▶ _TASK OBJECTIVE_
Pick out every line of the items below that contains the string "post", and copy each such line in full.

▶ _GIVEN INFORMATION_
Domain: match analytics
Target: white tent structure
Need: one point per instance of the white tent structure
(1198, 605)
...
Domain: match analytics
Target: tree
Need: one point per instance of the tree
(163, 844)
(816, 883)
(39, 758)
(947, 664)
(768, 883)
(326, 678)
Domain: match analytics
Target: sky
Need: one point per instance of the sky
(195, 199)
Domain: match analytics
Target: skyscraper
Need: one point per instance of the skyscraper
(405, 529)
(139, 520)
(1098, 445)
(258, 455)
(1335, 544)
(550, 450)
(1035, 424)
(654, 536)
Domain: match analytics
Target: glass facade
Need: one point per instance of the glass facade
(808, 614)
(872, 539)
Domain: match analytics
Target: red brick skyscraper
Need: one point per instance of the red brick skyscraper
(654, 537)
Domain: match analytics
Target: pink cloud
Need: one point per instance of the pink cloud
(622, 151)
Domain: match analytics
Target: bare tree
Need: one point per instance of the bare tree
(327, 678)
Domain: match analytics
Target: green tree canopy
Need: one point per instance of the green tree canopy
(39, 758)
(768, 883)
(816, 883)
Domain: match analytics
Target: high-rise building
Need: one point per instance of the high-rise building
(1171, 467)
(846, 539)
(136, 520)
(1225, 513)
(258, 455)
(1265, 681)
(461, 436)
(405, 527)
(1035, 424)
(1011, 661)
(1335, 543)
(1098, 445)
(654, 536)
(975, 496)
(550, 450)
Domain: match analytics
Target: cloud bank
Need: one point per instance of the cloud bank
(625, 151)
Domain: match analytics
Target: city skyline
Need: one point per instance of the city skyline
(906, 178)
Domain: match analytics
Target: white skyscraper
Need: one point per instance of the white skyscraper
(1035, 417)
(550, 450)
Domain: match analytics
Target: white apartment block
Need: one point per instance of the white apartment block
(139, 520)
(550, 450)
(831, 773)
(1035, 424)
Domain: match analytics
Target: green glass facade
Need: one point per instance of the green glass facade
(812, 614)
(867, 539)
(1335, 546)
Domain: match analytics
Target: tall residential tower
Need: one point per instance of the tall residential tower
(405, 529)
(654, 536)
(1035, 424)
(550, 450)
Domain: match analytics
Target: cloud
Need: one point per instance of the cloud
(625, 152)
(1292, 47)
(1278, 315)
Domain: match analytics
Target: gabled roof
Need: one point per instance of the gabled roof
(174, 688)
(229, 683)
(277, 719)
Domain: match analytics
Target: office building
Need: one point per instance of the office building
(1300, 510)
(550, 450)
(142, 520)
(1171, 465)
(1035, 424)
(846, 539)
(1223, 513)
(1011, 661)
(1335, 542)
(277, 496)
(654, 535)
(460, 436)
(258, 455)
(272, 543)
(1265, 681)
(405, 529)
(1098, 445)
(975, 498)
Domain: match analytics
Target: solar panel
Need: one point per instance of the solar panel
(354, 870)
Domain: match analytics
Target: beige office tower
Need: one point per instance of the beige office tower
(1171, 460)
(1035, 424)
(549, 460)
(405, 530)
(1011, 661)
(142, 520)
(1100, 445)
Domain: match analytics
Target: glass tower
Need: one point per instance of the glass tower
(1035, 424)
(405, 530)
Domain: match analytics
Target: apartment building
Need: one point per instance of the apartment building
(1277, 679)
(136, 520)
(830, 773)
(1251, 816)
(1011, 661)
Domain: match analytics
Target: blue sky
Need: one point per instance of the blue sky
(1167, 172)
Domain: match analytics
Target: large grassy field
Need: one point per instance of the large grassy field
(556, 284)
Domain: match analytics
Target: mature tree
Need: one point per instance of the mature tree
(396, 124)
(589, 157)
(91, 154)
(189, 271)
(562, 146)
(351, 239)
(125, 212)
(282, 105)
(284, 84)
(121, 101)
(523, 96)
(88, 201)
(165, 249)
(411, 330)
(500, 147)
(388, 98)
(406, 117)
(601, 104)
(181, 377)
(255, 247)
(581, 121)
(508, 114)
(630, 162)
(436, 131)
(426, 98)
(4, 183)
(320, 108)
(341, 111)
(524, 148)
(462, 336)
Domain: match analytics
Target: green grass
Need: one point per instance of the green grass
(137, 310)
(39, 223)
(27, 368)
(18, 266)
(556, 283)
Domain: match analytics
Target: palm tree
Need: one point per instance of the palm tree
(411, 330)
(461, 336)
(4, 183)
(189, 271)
* * *
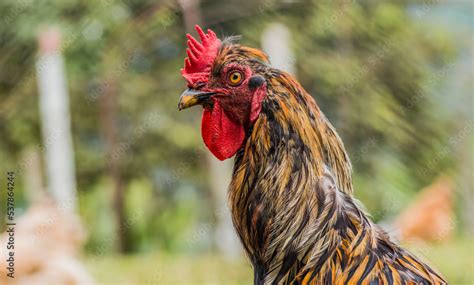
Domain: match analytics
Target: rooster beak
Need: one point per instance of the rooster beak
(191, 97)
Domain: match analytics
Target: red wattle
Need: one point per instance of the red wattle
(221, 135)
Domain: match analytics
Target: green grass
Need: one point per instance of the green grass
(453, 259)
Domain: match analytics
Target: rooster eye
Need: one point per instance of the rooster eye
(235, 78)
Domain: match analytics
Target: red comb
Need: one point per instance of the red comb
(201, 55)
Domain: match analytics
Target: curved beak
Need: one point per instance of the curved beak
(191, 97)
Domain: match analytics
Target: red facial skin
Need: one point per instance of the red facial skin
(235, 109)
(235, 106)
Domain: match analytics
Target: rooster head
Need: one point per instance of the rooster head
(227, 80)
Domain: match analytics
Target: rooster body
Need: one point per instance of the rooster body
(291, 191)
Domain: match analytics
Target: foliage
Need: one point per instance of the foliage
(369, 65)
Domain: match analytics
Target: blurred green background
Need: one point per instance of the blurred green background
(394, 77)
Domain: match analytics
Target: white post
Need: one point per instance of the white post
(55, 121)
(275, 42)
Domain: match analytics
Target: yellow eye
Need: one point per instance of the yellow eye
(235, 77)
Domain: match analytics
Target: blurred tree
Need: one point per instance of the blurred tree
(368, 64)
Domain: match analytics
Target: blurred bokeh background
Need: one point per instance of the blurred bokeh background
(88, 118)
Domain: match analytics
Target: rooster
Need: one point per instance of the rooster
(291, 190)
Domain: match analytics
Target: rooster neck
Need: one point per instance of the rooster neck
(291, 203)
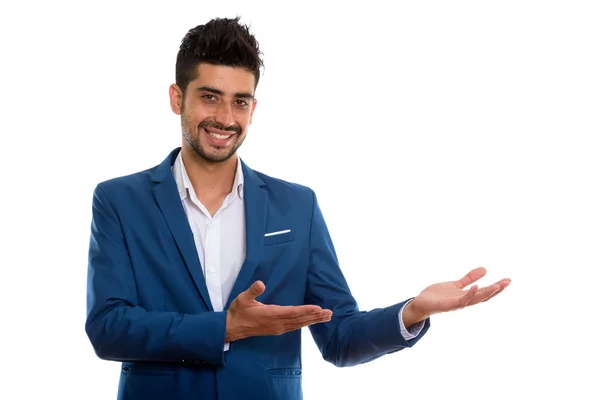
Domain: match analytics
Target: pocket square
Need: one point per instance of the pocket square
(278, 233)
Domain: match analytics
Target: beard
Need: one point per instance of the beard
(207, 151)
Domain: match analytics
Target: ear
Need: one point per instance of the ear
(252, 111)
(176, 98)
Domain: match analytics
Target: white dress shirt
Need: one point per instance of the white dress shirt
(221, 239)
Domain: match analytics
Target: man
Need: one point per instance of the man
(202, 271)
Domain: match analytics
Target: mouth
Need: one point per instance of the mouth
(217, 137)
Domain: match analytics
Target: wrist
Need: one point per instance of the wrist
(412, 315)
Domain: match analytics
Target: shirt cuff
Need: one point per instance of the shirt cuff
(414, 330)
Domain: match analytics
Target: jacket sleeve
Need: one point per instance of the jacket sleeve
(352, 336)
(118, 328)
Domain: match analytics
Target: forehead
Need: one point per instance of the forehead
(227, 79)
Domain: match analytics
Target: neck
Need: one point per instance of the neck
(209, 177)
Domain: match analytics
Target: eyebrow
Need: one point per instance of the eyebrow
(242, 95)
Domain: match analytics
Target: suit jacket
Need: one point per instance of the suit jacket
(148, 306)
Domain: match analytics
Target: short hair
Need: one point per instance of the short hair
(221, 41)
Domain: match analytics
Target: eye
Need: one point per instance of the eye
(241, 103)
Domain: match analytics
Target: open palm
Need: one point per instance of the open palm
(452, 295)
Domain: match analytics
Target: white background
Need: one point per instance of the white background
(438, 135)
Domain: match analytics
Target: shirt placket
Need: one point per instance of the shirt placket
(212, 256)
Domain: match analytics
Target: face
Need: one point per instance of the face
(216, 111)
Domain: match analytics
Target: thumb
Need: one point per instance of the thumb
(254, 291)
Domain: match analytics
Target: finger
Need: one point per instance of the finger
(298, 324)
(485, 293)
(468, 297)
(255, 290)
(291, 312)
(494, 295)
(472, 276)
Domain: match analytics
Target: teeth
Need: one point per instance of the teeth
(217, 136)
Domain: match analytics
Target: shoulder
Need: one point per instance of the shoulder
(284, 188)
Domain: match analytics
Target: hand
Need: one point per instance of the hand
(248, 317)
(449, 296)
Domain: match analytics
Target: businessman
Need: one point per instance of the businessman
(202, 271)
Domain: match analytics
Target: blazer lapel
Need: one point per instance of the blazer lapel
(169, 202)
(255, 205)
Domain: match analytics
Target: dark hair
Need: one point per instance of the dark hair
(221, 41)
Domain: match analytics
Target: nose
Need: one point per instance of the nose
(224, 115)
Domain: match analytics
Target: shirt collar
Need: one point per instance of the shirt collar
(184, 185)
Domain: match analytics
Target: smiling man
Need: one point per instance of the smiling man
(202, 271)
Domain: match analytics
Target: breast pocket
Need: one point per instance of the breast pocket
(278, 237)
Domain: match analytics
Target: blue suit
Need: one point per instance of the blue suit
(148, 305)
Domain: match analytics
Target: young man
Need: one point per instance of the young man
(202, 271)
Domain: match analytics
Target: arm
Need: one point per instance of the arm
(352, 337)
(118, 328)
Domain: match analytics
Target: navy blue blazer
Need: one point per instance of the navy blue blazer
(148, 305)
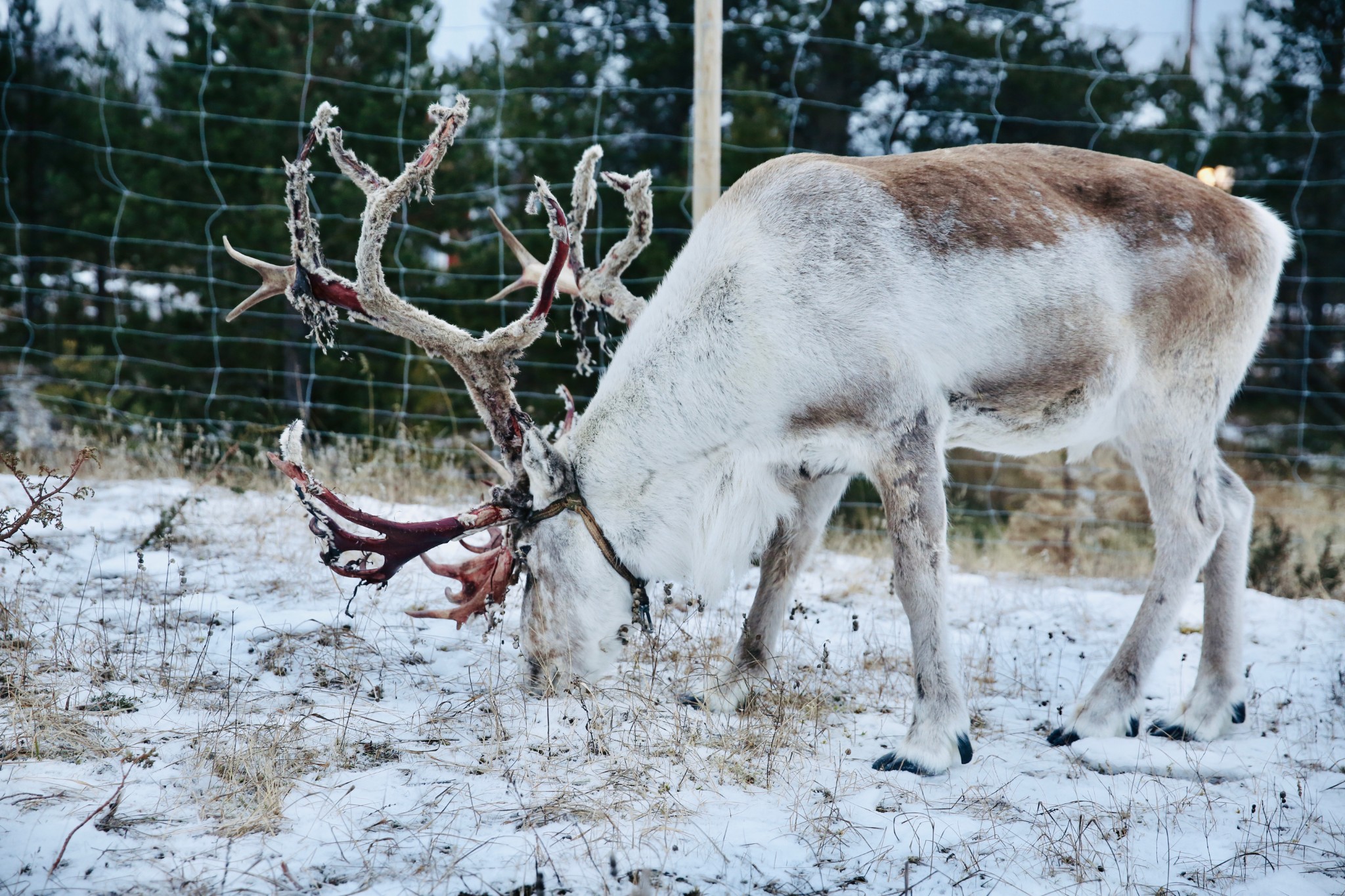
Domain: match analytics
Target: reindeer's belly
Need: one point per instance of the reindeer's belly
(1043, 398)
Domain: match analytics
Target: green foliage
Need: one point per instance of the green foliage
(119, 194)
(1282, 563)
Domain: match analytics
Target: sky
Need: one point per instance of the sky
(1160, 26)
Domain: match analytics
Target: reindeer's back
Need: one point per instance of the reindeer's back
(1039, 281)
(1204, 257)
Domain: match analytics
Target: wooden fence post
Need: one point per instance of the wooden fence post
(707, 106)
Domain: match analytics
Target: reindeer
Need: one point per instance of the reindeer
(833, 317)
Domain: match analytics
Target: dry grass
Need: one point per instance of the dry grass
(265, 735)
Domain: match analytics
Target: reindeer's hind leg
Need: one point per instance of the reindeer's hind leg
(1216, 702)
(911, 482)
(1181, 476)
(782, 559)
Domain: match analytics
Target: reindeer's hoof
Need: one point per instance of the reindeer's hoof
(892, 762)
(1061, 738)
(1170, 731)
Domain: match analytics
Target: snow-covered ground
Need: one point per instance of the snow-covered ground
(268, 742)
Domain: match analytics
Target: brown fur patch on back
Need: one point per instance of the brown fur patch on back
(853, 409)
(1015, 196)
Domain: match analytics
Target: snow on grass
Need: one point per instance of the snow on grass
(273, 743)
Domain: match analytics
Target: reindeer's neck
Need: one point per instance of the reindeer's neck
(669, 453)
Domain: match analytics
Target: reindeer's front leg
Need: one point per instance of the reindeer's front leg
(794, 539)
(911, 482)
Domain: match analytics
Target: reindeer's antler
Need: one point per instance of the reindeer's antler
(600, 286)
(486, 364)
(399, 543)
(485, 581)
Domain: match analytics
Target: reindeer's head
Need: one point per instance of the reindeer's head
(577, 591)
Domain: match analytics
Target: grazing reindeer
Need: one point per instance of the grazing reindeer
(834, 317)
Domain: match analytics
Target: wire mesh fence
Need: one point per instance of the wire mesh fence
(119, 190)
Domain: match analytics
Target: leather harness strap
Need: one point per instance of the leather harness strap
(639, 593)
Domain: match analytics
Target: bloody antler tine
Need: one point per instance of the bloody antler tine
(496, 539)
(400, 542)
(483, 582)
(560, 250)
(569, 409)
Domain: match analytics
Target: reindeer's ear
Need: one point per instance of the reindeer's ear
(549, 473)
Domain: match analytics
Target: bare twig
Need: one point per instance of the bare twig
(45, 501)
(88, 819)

▶ _RESULT FOR THIS TASK_
Target: white post
Need: one point per instance of the white post
Target: wooden fence post
Need: one point per instance of the wooden fence post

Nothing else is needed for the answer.